Consegna
Prosegui il testo sul libro «Fratelli di chat» partendo dopo la sua ultima frase.

Testo fornito

Nel libro “Fratelli di chat”, il giornalista del Fatto Quotidiano Giacomo Salvini svela ciò che Fratelli d’Italia non avrebbe mai voluto far emergere: odio, violenza verbale (il mio “bastardi” era da dilettanti), paura degli avversari non solo politici, ma soprattutto esponenti della società civile.
Cosa emerge dalle chat (ricostruite graficamente) di Meloni&co (i testi sono esattamente come loro li hanno scritti)? Violenza verbale, sete di vendetta e soprattutto paura. Paura di chi smaschera la loro incapacità di governare.
“Sciacallo, diffamatore, smettila di fare la vittima” sono le accuse che rivolgono a me, mentre il governo implode, divorato dall’incompetenza e dal sospetto reciproco. Si spiano tra loro (caso Caputi), negano l’uso di spyware israeliani contro giornalisti e attivisti, non sanno nemmeno perché hanno rimpatriato Almasri (Nordio e Piantedosi non si sono accordati sul dare versioni coerenti) e i centri in Albania sono di fatto definitivamente naufragati.
Troppi errori, troppi scandali, troppe menzogne. Il governo è terrorizzato e fa bene a esserlo perché gli italiani stanno iniziando a capire il bluff.
Oltre ai nemici a destra, ovviamente, ci sono anche quelli a sinistra. E nello specifico gli intellettuali che si permettono di attaccare Meloni e il suo partito soprattutto sulla vicinanza ad ambienti di estrema destra e sulla nostalgia del fascismo di alcuni dirigenti di Fratelli d’Italia. Nelle chat dei parlamentari ci sono due «infami» che vengono messi ripetutamente nel mirino: lo scrittore Roberto Saviano e il giornalista de «la Repubblica», Paolo Berizzi.
Il primo è l’autore di Gomorra, conosciuto al grande pubblico per la sua denuncia nei confronti della camorra passando la sua vita sotto scorta per le minacce della criminalità organizzata.

Raccolta di record
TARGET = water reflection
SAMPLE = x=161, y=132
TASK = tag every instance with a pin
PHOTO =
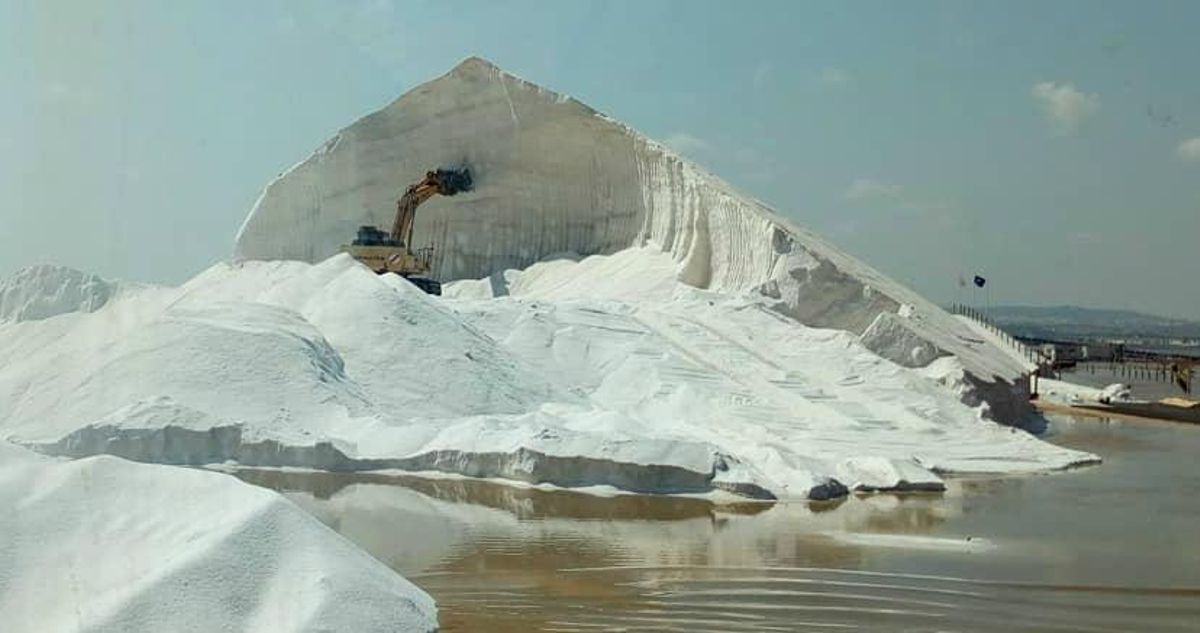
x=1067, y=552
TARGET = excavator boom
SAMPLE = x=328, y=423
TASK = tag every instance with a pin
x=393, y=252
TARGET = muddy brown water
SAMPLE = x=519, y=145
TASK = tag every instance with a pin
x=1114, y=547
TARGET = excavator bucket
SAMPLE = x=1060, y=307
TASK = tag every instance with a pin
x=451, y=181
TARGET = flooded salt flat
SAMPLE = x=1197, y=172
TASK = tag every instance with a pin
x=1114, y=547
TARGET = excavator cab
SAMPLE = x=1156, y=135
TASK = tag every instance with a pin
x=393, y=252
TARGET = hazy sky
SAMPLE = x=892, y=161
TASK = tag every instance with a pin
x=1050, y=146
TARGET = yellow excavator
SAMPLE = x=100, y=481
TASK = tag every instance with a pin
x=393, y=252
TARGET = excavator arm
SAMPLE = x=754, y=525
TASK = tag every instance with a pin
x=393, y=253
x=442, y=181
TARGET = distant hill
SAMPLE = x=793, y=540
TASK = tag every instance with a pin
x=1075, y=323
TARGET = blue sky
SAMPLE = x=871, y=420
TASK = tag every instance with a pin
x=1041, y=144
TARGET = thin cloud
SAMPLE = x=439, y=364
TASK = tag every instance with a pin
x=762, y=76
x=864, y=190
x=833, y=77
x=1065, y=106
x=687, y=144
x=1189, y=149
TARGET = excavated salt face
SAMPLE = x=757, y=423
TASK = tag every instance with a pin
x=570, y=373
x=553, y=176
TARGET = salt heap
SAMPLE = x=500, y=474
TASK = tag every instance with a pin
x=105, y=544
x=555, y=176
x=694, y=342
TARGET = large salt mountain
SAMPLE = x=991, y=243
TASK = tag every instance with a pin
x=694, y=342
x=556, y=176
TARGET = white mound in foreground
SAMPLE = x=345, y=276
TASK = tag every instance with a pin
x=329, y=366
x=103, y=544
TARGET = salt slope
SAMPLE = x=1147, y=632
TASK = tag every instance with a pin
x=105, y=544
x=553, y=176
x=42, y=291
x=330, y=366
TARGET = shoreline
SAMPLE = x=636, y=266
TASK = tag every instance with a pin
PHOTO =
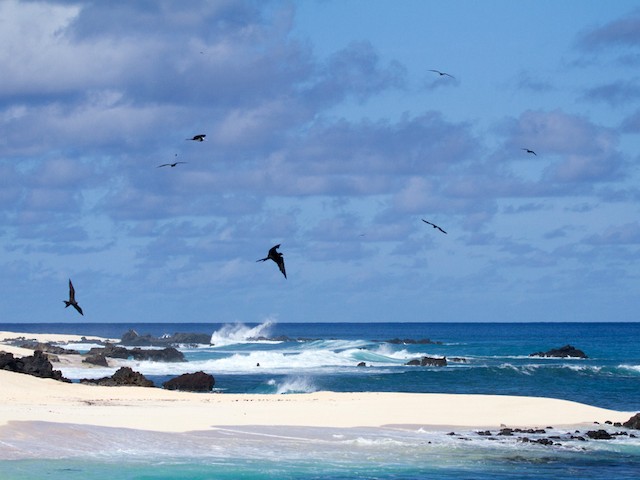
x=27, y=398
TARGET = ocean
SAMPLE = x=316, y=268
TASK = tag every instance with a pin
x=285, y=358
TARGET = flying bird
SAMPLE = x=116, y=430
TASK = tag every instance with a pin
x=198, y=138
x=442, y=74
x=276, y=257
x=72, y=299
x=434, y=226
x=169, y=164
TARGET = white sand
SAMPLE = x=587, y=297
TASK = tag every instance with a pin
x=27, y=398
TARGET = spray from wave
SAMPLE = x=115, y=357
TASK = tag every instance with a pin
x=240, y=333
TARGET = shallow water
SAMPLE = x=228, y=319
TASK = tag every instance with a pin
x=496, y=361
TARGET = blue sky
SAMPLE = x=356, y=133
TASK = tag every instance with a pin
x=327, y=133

...

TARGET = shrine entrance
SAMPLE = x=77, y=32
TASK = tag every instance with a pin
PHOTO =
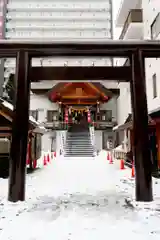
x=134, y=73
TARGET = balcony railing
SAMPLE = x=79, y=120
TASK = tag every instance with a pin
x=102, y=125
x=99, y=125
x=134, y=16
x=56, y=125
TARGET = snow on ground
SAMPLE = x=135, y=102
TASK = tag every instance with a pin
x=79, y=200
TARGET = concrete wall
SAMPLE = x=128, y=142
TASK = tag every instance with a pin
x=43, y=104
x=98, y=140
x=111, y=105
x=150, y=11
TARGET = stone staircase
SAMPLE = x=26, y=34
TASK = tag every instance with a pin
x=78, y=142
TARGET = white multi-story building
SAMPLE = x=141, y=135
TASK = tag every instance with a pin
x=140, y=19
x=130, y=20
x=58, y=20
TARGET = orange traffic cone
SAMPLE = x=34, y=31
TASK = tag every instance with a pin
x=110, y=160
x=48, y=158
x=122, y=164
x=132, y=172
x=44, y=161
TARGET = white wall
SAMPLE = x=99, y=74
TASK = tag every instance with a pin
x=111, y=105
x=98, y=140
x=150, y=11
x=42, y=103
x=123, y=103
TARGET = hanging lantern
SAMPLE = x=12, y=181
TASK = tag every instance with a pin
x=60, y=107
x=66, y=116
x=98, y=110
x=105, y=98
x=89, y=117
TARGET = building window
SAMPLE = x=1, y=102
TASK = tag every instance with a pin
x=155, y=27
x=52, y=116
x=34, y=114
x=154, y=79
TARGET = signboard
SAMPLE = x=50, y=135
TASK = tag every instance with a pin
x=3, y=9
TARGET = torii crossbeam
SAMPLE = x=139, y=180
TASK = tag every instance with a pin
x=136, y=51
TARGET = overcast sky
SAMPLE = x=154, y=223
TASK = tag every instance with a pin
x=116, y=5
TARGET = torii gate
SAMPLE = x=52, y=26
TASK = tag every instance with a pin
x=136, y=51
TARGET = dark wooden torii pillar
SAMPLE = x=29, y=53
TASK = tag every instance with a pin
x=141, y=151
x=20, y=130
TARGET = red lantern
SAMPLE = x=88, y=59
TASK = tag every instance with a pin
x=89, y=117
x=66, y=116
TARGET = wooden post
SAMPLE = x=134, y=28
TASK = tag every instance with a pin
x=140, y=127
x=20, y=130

Risposta
Il secondo è un cronista e scrittore che ha spesso dedicato articoli e analisi sul fenomeno del neofascismo in Italia e sui legami tra l’ estrema destra e i partiti di governo. Due figure, quindi, molto critiche nei confronti di Meloni e che vengono viste come nemiche da parte dei vertici di Fratelli d’Italia.
Nelle chat dei parlamentari il nome di Saviano viene citato trentadue volte, per lo più con offese, insulti e critiche politiche. Si va dall’esultanza perché il consiglio comunale di. Verona gli ha revocato la cittadinanza onoraria (Ciro Maschio, attuale presidente della commissione Giustizia) alla critica al «Corriere della Sera» da parte di Salvatore Deidda per aver assunto Saviano come firma del giornale («Quello che una volta era il più importante quotidiano d’Italia», commenta a gennaio 2021) fino a Guido Crosetto che, commentando un post di Saviano che accusava di «razzismo» Meloni, scrive: «Saviano va punito», «Saviano fa schifo», «Incita alla violenza» (5 giugno 2021).
In quei giorni, le cronache raccontano la storia di Seid Visin, calciatore di vent’anni di origine etiope che si è suicidato per insulti razzisti. Saviano commenta il fatto accusando Meloni e Salvini di razzismo e l’accusa non viene presa bene nelle chat di Fratelli d’Italia. Oltre a Crosetto, anche la leader di Fratelli d’Italia ci va giù pesante: «Io domani esco con una palata di letame pesante contro Saviano e co. Se ci sono controindicazioni da parte dei genitori fatemelo sapere», scrive l’attuale premier il 5 giugno 2021. Il giorno dopo firmerà proprio una nota contro la cosiddetta «intellighenzia di sinistra» che lega il suicidio del calciatore a episodi di razzismo quando «il padre ha detto che non è così».
L’accusa di essere un «infame» però arriva come commento al caso più noto di litigio con la presidente del Consiglio. Nel 2020 il giornalista aveva usato il termine «bastardi» durante un’intervista a Piazza Pulita per definire lei e Salvini, di fronte alle immagini del dolore della madre del piccolo Yusuf, un neonato morto tra le onde del Mediterraneo.
Meloni aveva deciso di querelare lo scrittore per diffamazione e il 16 novembre 2022, cioè un mese dopo la formazione del governo, lo scrittore era stato rinviato a giudizio perché nel frattempo la leader di Fratelli d’Italia, anche se diventata premier, non aveva ritirato la querela. Nonostante le richieste da parte delle opposizioni e delle associazioni della Stampa di ritirare la querela visto il suo ruolo istituzionale, Meloni non ha fatto alcun passo indietro e il 12 ottobre 2023 Saviano è stato condannato in primo grado a pagare una multa da mille euro oltre alle spese processuali.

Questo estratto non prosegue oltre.